**EXCERPT**
Sorry if I wasn't clear. Let me try again.

My first interpretation of the manpage was also that, and I think it
would make sense to be that one. However, it is wrong, they also say
this, that is what made me add the ternary operator:

Note, however, that if strlcat() traverses size characters
without finding a NUL, the length of the string is considered
to be size and the destination string will not be NUL
terminated (since there was no space for the NUL)

So, my interpretation is that it is the sum of both, except when we
can't find the NUL in that size, in which case we conside "size" to be
the len of dst.

If you compare it with the output of libbsd, the return code seems to be
exactly that. I was surprised too, as the manpage seem so clear... :-/

> Above ret will be bound to the existing size so a realloc wouldn't work.
> Thus I think the correct solution is:

Note that this implementation fails the tests added on patch 4. I've
tested them (output and return code) to match the libbsd implementation.


> The test inside the loop is going to make this not very efficient. Same
> for the fact that we're measuring the length of src twice (once via
> strlen, a second time through the loop). I've just had a look and it
> compiles to 77 bytes at -Os. A simpler variant would consist in trying

How are you measuring the size?

I've added noinline to strlcat to the version I sent, so now it is shown
in nm, but I have this as output:

$ nm --size -t x test.o
0000000000000004 V errno
0000000000000006 t strlcat.constprop.0
0000000000000008 V _auxv
0000000000000008 V environ
000000000000000e W strlen
000000000000000f W _start
0000000000000018 W raise
000000000000001b W abort
000000000000004c T main
000000000000005a t u64toa_r.isra.0
0000000000000095 W _start_c
00000000000002a8 t printf

How are you measuring it there?

Sorry, I'm not familiar with this :)


> to copy what fits in <size> and once reached, go on just for trailing
> zero and the size measurement:
>
> size_t strlcat(char *dst, const char *src, size_t size)
> {
> size_t len = strlen(dst);

The thing is, we need to return always at least strlen(src). Maybe plus
something else. Even if size==0 and we don't copy anything.

Maybe we can special case that, so we simplify the loop, and it's smaller?

I've been playing, but as I can't measure the size, I'm not sure what is
really better. I'd like to play a little once I know how to measure it :)

**ROWS**
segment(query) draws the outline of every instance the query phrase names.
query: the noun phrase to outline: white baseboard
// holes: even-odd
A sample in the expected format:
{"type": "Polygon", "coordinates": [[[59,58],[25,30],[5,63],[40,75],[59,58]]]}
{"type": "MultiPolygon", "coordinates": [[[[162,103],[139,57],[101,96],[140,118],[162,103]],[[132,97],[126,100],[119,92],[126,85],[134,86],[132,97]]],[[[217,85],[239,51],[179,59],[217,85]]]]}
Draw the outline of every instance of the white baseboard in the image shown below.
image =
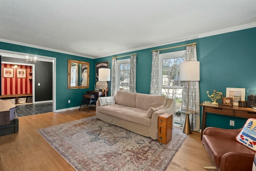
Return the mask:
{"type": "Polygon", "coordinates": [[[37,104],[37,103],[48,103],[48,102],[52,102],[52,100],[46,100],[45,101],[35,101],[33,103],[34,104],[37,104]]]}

**OBJECTIVE**
From the strlcat discussion above, reproduce word for word the passage that begins with the words containing "So, my interpretation" and ends with "the libbsd implementation.".

**COMPLETED EXERCISE**
So, my interpretation is that it is the sum of both, except when we
can't find the NUL in that size, in which case we conside "size" to be
the len of dst.

If you compare it with the output of libbsd, the return code seems to be
exactly that. I was surprised too, as the manpage seem so clear... :-/

> Above ret will be bound to the existing size so a realloc wouldn't work.
> Thus I think the correct solution is:

Note that this implementation fails the tests added on patch 4. I've
tested them (output and return code) to match the libbsd implementation.